- _What the task asks_:
Retype each record below word for word. Leave the pictures out.

- _Source material_:
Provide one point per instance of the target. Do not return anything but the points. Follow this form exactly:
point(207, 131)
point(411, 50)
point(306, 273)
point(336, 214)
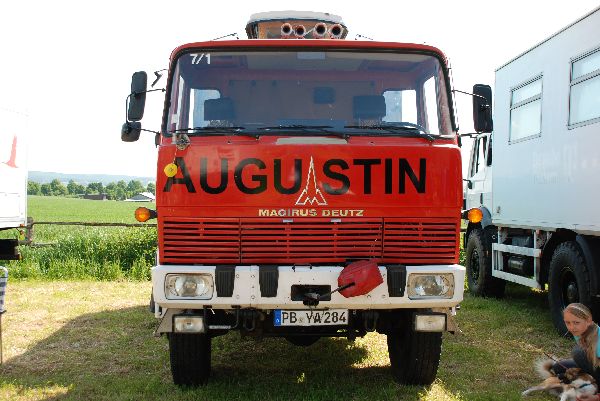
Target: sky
point(67, 65)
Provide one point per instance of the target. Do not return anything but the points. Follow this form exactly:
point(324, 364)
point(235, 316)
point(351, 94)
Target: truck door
point(480, 174)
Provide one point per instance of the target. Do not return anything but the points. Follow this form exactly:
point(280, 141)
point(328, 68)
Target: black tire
point(190, 358)
point(303, 341)
point(479, 267)
point(568, 282)
point(414, 356)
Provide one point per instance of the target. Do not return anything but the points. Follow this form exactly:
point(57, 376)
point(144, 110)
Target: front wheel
point(190, 358)
point(568, 282)
point(479, 267)
point(414, 356)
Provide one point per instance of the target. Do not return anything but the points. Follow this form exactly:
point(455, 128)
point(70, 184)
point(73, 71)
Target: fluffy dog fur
point(577, 382)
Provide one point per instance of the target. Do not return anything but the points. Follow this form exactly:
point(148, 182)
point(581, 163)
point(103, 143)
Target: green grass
point(93, 341)
point(81, 252)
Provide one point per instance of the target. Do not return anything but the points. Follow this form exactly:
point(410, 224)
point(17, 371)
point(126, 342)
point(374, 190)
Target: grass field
point(93, 341)
point(80, 252)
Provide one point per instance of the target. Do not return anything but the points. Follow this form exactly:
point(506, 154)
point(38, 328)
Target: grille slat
point(309, 240)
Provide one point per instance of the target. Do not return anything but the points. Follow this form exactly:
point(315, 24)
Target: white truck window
point(526, 110)
point(584, 101)
point(479, 152)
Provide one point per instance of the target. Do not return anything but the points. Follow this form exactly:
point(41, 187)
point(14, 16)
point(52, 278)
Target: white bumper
point(246, 293)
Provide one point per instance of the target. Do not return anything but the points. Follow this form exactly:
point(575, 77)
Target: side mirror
point(130, 131)
point(482, 108)
point(137, 98)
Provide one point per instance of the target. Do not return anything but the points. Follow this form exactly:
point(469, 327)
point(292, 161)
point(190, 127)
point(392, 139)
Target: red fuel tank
point(364, 274)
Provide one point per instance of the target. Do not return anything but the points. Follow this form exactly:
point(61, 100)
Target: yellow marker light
point(143, 214)
point(475, 215)
point(170, 170)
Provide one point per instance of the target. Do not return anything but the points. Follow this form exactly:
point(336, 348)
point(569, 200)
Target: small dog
point(574, 383)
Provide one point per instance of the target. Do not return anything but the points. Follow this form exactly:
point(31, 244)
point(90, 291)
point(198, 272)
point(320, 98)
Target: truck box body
point(13, 169)
point(536, 178)
point(549, 179)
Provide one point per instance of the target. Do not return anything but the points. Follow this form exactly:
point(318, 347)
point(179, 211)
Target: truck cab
point(307, 187)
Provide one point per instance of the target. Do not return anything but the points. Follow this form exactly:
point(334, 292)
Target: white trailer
point(534, 216)
point(13, 178)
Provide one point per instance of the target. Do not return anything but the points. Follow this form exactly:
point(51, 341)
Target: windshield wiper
point(324, 129)
point(413, 130)
point(215, 130)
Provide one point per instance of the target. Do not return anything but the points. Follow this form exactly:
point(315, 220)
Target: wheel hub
point(475, 265)
point(572, 293)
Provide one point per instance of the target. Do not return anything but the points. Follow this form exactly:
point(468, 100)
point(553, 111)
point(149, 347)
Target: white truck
point(533, 216)
point(13, 179)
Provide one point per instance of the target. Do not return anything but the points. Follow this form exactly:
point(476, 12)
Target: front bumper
point(247, 289)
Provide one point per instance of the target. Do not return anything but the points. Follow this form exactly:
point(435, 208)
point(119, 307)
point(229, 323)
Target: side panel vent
point(396, 280)
point(268, 278)
point(224, 280)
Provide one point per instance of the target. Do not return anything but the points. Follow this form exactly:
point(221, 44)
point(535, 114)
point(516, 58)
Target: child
point(586, 354)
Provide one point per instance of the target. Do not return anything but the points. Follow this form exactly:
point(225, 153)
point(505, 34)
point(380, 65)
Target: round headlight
point(190, 286)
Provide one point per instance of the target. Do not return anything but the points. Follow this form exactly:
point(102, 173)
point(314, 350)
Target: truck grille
point(303, 241)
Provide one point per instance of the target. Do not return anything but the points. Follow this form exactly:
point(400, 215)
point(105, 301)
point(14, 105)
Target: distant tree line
point(114, 191)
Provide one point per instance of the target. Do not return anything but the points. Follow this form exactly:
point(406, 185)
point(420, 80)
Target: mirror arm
point(483, 106)
point(137, 93)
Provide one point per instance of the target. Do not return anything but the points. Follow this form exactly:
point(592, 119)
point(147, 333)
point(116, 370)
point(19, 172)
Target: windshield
point(342, 92)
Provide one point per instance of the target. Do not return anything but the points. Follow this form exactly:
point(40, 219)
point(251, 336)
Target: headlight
point(422, 285)
point(199, 286)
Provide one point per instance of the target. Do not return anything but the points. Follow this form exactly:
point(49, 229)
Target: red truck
point(306, 188)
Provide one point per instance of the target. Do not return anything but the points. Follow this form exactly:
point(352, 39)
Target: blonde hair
point(589, 339)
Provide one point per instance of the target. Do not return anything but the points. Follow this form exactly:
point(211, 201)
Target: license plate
point(330, 317)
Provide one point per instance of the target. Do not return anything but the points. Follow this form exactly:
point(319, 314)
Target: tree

- _Task answer_:
Provide one point per instance of the target. Do not return anything but the points. Follow this form exactly:
point(207, 131)
point(411, 50)
point(306, 273)
point(336, 214)
Target: sky
point(67, 65)
Provide one point per instance of the target. Do not return anything but the points. Follow this form exactly:
point(324, 364)
point(235, 316)
point(351, 94)
Target: truck door
point(480, 174)
Provide one point per instance of the target. Do not return anything but the points. Follow this form exactly:
point(280, 141)
point(328, 68)
Target: black tire
point(190, 358)
point(303, 341)
point(479, 267)
point(568, 282)
point(414, 356)
Provide one point per instance of the target. Do not return anything but the points. Follow this form exactly:
point(57, 376)
point(144, 110)
Target: front wheel
point(190, 358)
point(568, 282)
point(479, 267)
point(414, 356)
Provide one point per instance of the target. Do not return anything but the points. Follow this form exactly:
point(455, 128)
point(70, 184)
point(73, 71)
Target: fluffy dog fur
point(577, 382)
Provide one point per instance of the target. Do not return anything but the points. Follow this form exactly:
point(148, 182)
point(581, 163)
point(103, 143)
Target: green grass
point(93, 341)
point(81, 252)
Provide one point per instance of the target. Do not return anything but the points. Follow this form exactly:
point(410, 224)
point(17, 371)
point(126, 342)
point(374, 190)
Target: grass field
point(93, 341)
point(80, 252)
Provide one point per instance of the target. Do not return anything but the points. Follow this form exactly:
point(506, 154)
point(38, 328)
Target: grille slat
point(309, 240)
Provide one point per instance of the target. Do not return anything but the points. Follow this form exactly:
point(315, 24)
Target: white truck window
point(526, 110)
point(584, 101)
point(479, 152)
Provide one point per instance of the target. Do not return anything but the points. Follow this form exactly:
point(41, 187)
point(14, 16)
point(52, 278)
Target: white bumper
point(246, 293)
Provide one point per instance of the target. Do not return anything but the points. Follow this form exactly:
point(575, 77)
Target: side mirror
point(130, 131)
point(482, 108)
point(137, 98)
Provide one point per instance of the target. Do not return anything but the points. Follow this form exactly:
point(469, 327)
point(292, 161)
point(190, 127)
point(392, 139)
Target: red fuel tank
point(364, 274)
Provide one point per instance of the target. Do not return anything but the points. Follow this form exactly:
point(61, 100)
Target: yellow marker light
point(143, 214)
point(475, 215)
point(170, 170)
Provide one point per instance of the target. Do not return anything but the points. Follow this form exactly:
point(336, 348)
point(569, 200)
Target: small dog
point(574, 383)
Provide one point per instance of the target. Do not return anything but the points. Follow this form exactly:
point(31, 244)
point(90, 291)
point(198, 272)
point(320, 98)
Target: truck box body
point(13, 169)
point(536, 178)
point(549, 179)
Provide one point per instance of the target. Do not return anything but the points. Follow this form exactly:
point(318, 347)
point(179, 211)
Target: truck cab
point(307, 187)
Provide one point per instance of the target. Do not return anything but the points. Follow this form exactly:
point(334, 292)
Target: white trailer
point(534, 216)
point(13, 178)
Provide one point per instance of the target. Do not return anything but the points. Follow this form exactly:
point(51, 341)
Target: windshield wiper
point(324, 129)
point(413, 130)
point(215, 130)
Provide one point per instance of the target. Do not return anything but the points. Follow this form exactly:
point(315, 220)
Target: wheel hub
point(475, 265)
point(572, 293)
Provide one point per instance of the target. Do not return anything but the points. Follow this form exactly:
point(468, 100)
point(553, 111)
point(149, 347)
Target: white truck
point(533, 216)
point(13, 179)
Provide one point per instance of the target. Do not return anything but the points. Follow this form exactly:
point(476, 12)
Target: front bumper
point(247, 289)
Provide one point per instance of the target. Do not return anything but the points. Follow this form exactly:
point(435, 208)
point(119, 307)
point(229, 323)
Target: side panel vent
point(396, 280)
point(268, 278)
point(224, 280)
Provide one point per instance of the target. Do not return anything but the points. Follow this form exactly:
point(221, 44)
point(535, 114)
point(516, 58)
Target: child
point(586, 354)
Provide one point per instance of the target. Do not return anything but the points. Follow this form exactly:
point(225, 153)
point(505, 34)
point(380, 65)
Target: round headlight
point(190, 286)
Provide one point per instance of the target. Do not return anything but the points. Follow this form exactly:
point(102, 173)
point(314, 350)
Target: truck grille
point(303, 241)
Provide one point per instance of the target. Do not return anything but the points. Follow this form exactly:
point(400, 215)
point(105, 301)
point(14, 105)
Target: distant tree line
point(114, 191)
Provide one point per instance of the target. Do not return anything but the points. Follow this form exactly:
point(406, 185)
point(420, 80)
Target: mirror arm
point(483, 106)
point(137, 93)
Provide one point per instance of the target. Do not return anything but the points. Follow this form exactly:
point(592, 119)
point(147, 333)
point(116, 370)
point(19, 172)
Target: windshield
point(342, 92)
Provide one point per instance of the target. Do not return anything but the points. Follow this form exactly:
point(40, 219)
point(251, 336)
Target: headlight
point(422, 285)
point(199, 286)
Provide one point per instance of the target. Do not return anything but the points. Follow this form exactly:
point(49, 229)
Target: red truck
point(306, 188)
Provide one point per instance of the target. Do not return anything but the points. Follow this form exactly:
point(352, 39)
Target: blonde hair
point(589, 339)
Provide one point per instance of the target. Do not return anything but the points. Follow this form exactly:
point(211, 201)
Target: license plate
point(330, 317)
Provide one point per instance of the target. Do not return anything but the points. Follow this form exactly:
point(319, 314)
Target: tree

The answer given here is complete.